All the data should be printed again exactly as written.
SUPPLIED RECORDS section start
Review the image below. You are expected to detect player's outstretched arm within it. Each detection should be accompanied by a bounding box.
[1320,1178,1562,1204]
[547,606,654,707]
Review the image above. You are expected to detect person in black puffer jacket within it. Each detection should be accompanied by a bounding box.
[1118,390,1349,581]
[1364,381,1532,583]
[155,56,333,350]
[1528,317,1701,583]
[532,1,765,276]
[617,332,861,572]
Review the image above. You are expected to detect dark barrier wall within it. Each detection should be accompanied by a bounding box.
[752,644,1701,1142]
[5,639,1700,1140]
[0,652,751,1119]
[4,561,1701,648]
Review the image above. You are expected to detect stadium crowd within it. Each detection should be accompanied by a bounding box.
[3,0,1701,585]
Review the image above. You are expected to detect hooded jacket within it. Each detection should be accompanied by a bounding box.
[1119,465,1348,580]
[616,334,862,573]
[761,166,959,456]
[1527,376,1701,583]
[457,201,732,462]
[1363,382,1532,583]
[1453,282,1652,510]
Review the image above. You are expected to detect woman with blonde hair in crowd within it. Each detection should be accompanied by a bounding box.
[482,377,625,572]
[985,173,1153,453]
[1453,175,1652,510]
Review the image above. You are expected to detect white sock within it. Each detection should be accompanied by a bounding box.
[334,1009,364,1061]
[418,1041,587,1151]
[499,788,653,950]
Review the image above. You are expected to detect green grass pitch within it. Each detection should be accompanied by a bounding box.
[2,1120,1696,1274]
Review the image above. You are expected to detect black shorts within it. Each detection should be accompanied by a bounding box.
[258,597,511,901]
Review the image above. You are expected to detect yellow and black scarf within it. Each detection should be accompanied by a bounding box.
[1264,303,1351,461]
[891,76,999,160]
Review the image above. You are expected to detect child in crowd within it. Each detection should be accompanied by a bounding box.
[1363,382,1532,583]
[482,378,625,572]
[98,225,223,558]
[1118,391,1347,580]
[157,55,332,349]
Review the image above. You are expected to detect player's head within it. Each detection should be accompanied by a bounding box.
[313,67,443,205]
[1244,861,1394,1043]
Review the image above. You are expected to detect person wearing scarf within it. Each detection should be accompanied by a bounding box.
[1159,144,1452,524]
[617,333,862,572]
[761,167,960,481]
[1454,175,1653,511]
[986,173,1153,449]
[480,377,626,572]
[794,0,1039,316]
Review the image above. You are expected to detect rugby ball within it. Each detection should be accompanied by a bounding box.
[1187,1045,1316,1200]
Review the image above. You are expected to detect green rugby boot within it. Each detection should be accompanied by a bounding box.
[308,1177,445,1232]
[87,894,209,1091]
SUPPLIED RECORDS section end
# EXERCISE OUTPUT
Review the image below. You are expected to detect player's outstretched arm within it. Each detection should be accompanied by a bounding box.
[1320,1178,1562,1204]
[547,606,654,707]
Review the image above. You are expected to detect person in black puffer jacket within it. Each detection should be accompanied by a bounding box.
[1118,390,1349,581]
[1364,381,1532,583]
[155,56,333,350]
[1528,317,1701,583]
[532,1,765,276]
[617,332,861,572]
Review the image above. You are expected to detect dark barrier wall within it. Each detection should be accompanied by a bounding box.
[752,644,1701,1142]
[5,639,1700,1140]
[0,652,751,1119]
[4,561,1701,648]
Review the image above. You are expected to detect stadium crowd within it. Each detection should be accompanied by a bounding box.
[3,0,1701,585]
Review the image above. You are expected to detect hooded jacket within it. Each detection should be accompanied by a bounding box.
[1119,465,1348,580]
[616,334,862,573]
[761,166,959,456]
[1527,376,1701,583]
[457,201,732,462]
[1363,382,1532,583]
[1453,282,1652,510]
Review the image above. You are expected to detect woman with blonde hair in crowd within it. Each detection should be accompanied by a bounding box.
[482,377,625,572]
[985,173,1153,453]
[1453,175,1652,510]
Review the image above. You are expected to detect white sock within it. Each detection should be accompanied by a bounding box.
[334,1009,364,1061]
[418,1041,587,1151]
[499,788,653,950]
Review the image above. You are expected to detect green grass pitch within it. Each detection should be accompanied by a bounding box.
[2,1120,1696,1274]
Review the image above. You are expected to detect black shorts within it. Each detection should be accompanied by a bounding box.
[258,597,511,901]
Review the image above. You are expected to detect yellow and black scarf within it. Each detection should be accompanied by a bounding box.
[1264,303,1351,461]
[891,76,999,160]
Review the image above. You are expected to detect child in crowd within it. Each detection should be accompanied by a bounding box.
[1363,382,1532,583]
[482,378,625,572]
[98,225,223,558]
[1118,391,1347,580]
[157,55,332,349]
Review the image above. You are expected to detect player's head within it. Each detection should be accompanied by a bounding box.
[313,67,443,205]
[1244,861,1394,1043]
Review the image above. You are expected to detect person wearing scarf within it. Each detection should be accompanied by a bounding box.
[1159,144,1452,524]
[617,333,862,572]
[761,167,960,481]
[1454,175,1653,511]
[986,173,1153,449]
[480,377,626,572]
[794,0,1039,316]
Review the image above. You are expected to detect rugby ball within it. Each detection should be accompanied by a bounding box.
[1187,1045,1316,1200]
Review the image above. You are expected to detect green rugby boot within it. Each detection should be accompanied by a bounding box.
[308,1177,445,1232]
[87,894,209,1091]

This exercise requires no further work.